>> Begin Input records
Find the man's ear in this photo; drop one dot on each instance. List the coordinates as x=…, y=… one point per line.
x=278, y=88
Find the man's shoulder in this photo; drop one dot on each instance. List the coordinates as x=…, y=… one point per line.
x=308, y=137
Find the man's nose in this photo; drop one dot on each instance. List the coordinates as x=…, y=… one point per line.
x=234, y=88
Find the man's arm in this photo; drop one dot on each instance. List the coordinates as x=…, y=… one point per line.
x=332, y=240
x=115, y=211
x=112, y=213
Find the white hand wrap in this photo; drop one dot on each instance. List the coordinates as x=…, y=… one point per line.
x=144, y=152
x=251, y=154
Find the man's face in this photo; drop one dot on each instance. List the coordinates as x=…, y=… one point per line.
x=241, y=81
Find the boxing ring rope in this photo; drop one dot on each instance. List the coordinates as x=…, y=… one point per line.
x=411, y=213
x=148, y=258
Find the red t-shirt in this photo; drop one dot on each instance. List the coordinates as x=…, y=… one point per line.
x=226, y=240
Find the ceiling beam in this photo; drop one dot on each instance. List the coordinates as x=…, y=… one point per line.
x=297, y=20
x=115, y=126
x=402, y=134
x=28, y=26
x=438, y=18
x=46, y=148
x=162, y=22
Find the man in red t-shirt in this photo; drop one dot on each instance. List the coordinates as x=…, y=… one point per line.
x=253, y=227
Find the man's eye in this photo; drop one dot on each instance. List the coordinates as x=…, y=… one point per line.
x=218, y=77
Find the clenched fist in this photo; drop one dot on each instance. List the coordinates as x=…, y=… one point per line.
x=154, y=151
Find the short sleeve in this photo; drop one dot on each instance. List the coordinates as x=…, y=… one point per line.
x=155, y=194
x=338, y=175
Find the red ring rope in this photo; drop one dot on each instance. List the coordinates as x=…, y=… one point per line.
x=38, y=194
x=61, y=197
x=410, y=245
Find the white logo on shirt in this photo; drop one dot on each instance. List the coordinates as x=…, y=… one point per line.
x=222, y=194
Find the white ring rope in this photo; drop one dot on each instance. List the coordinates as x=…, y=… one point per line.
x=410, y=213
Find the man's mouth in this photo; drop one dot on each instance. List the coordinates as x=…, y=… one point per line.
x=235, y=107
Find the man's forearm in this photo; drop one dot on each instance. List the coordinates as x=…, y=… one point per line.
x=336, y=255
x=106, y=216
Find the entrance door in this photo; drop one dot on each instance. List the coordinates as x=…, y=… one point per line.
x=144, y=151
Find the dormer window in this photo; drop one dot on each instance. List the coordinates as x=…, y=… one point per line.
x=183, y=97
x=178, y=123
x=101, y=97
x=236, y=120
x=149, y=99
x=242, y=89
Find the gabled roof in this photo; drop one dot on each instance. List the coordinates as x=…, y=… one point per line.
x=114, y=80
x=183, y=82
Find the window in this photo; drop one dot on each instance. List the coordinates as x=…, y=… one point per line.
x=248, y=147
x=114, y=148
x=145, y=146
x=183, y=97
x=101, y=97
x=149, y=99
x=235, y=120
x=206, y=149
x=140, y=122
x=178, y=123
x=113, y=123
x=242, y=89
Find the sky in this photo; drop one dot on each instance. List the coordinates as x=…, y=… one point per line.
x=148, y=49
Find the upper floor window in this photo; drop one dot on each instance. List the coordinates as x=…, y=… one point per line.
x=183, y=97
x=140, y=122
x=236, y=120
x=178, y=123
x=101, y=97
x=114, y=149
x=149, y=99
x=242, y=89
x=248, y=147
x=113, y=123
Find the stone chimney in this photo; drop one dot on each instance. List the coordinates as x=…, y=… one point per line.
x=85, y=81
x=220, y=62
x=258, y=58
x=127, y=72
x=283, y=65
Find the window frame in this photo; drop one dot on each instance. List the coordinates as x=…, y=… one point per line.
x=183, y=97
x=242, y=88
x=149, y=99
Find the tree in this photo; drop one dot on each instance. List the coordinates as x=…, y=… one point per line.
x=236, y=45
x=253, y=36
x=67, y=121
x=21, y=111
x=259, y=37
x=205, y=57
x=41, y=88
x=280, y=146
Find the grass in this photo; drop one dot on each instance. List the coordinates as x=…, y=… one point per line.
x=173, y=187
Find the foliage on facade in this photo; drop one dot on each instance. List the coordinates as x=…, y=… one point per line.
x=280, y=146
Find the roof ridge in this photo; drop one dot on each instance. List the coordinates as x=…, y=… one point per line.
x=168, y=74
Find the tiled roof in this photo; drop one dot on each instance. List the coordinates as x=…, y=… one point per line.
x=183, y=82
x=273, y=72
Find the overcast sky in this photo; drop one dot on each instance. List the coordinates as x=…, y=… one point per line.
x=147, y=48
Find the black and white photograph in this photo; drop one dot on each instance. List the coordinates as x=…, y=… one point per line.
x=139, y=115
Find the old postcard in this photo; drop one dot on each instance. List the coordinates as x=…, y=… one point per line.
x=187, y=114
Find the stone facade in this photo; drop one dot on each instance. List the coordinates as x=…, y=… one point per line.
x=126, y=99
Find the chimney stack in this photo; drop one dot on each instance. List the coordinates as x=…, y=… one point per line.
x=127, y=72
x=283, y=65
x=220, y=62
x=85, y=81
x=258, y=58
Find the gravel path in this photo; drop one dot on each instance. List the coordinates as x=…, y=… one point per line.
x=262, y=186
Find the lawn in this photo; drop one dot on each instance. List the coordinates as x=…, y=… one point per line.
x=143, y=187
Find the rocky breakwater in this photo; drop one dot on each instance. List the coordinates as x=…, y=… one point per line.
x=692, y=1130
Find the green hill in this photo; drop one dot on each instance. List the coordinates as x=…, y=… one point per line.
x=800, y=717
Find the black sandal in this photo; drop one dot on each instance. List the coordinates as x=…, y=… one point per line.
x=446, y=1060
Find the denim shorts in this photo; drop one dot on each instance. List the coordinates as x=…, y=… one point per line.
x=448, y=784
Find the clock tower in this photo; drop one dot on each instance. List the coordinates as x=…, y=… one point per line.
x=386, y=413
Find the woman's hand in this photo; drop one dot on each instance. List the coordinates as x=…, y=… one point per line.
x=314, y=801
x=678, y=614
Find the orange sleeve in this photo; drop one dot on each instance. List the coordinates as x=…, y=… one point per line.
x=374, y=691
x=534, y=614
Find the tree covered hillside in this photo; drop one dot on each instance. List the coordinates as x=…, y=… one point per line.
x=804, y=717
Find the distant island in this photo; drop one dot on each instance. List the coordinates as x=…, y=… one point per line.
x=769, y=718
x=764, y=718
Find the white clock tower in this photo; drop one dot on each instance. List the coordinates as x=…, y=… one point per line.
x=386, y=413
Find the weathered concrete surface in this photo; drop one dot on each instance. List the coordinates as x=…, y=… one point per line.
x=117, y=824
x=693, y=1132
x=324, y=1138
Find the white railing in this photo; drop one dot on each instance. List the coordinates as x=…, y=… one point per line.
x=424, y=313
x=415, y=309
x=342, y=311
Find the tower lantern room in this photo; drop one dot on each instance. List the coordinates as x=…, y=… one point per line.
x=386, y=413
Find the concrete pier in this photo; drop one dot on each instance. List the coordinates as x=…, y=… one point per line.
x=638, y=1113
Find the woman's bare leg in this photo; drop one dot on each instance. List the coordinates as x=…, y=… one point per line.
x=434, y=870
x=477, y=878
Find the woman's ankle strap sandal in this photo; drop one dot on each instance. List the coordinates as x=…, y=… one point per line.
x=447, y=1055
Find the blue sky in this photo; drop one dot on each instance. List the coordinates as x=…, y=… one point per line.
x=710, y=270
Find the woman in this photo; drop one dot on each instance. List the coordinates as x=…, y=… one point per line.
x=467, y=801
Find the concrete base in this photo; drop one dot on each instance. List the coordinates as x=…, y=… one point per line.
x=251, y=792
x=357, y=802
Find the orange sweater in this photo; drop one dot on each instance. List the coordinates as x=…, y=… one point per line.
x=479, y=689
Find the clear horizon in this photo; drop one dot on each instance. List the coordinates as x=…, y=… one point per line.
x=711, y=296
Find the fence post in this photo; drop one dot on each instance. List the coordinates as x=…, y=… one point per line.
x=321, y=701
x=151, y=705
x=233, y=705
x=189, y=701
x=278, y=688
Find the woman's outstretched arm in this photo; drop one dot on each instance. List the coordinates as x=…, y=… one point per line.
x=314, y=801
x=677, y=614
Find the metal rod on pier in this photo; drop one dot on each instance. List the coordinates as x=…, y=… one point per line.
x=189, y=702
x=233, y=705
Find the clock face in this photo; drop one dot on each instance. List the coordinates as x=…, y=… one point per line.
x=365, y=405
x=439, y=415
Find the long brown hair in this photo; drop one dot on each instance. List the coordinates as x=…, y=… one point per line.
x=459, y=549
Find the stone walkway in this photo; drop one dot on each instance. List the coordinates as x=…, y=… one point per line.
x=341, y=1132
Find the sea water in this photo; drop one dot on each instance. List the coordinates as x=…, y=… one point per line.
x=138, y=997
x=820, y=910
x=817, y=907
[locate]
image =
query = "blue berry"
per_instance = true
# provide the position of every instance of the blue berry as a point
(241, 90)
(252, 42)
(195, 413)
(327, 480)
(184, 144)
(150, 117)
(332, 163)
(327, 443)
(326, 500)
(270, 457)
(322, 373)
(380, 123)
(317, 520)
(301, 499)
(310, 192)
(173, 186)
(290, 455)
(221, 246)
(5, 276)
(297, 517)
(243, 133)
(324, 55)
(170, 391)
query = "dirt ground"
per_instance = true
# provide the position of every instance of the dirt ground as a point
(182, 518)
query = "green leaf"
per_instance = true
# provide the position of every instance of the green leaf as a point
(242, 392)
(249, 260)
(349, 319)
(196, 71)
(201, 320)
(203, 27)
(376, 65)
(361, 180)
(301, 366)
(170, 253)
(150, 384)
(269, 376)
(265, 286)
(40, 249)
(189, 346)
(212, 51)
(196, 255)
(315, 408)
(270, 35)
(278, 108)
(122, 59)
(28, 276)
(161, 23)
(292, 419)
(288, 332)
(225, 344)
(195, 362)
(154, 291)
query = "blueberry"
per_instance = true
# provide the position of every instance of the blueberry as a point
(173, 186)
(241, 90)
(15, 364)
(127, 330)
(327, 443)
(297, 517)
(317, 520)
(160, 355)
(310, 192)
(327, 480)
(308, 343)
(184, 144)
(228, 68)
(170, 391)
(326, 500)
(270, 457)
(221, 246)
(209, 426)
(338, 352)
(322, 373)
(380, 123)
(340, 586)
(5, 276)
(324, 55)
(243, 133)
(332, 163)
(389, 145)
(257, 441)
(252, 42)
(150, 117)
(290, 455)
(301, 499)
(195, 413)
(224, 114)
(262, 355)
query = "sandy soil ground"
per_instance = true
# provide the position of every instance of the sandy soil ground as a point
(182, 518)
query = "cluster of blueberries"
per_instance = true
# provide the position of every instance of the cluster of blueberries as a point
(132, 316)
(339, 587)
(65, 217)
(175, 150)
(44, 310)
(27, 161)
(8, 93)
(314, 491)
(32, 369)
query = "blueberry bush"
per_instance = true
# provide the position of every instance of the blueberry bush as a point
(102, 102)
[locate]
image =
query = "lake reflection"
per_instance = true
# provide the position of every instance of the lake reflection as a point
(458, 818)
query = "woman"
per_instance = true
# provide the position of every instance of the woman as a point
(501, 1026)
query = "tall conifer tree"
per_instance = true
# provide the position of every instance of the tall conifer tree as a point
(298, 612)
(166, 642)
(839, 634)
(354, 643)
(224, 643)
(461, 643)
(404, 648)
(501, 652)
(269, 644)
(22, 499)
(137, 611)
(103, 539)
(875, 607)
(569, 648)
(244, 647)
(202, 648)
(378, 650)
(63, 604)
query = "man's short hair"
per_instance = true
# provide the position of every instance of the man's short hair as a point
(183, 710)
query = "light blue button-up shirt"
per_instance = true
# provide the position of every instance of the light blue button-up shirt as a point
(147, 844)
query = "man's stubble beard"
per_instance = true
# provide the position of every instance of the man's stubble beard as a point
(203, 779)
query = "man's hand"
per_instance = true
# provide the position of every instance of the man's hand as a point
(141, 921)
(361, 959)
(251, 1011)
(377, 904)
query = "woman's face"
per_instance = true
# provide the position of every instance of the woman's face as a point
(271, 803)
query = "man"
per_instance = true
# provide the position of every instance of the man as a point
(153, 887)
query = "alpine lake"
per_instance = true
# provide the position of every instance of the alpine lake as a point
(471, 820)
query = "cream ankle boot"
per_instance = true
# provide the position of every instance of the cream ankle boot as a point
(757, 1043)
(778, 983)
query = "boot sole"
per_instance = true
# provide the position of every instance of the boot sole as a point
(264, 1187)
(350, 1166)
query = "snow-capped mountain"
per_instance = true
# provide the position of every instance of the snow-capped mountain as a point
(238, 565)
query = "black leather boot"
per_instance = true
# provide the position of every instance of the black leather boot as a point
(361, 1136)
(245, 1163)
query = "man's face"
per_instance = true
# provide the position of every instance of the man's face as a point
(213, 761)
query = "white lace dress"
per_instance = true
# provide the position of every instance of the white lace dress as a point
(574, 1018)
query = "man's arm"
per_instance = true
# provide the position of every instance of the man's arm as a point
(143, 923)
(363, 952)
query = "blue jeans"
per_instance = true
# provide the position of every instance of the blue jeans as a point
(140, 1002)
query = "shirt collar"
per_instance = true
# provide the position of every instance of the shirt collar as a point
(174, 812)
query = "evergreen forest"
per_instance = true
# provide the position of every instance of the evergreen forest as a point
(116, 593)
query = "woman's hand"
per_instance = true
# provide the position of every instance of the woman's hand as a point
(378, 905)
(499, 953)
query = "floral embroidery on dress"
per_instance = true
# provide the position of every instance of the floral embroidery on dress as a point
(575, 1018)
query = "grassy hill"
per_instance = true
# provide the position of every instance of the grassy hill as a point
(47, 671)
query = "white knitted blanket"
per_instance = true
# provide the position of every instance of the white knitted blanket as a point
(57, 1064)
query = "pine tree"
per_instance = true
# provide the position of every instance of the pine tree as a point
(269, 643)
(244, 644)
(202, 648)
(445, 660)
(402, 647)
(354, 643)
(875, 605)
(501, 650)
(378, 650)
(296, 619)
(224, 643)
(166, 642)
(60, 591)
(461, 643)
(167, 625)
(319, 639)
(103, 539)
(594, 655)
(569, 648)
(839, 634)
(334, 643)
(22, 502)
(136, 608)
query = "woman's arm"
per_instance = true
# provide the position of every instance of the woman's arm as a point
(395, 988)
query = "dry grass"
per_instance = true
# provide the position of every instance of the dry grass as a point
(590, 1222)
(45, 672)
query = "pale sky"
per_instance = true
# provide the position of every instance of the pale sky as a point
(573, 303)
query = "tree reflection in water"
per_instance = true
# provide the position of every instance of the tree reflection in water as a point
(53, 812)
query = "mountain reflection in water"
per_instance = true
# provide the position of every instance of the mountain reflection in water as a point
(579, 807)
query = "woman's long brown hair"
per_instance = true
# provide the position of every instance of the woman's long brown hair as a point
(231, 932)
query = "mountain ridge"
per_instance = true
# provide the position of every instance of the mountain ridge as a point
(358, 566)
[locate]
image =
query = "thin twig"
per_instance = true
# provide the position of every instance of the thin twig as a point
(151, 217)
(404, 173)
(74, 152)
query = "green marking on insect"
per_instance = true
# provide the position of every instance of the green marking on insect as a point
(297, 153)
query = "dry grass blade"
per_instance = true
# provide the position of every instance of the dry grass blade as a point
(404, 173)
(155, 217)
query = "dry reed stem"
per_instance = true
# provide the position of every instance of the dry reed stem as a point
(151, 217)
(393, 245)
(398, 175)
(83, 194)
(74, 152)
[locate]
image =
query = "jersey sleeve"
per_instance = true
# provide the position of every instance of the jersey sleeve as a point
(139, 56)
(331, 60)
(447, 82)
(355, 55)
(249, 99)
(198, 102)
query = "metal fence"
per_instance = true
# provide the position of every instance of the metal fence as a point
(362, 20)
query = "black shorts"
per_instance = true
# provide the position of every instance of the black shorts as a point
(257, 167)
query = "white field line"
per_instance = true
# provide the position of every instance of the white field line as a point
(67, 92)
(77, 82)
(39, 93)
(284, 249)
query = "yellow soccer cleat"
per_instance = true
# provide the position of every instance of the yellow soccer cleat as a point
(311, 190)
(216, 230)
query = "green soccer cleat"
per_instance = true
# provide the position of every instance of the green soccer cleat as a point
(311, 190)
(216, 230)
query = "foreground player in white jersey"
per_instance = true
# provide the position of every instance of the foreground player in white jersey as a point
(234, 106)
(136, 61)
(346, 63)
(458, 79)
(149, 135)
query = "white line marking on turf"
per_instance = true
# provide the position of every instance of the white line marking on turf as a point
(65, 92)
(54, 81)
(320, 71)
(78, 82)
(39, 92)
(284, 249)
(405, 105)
>> End Input records
# Goal of the exercise
Please show every line of the data above that contains the word "leather".

# Answer below
query = "black leather boot"
# provide the position of every instance of the black leather boot as a point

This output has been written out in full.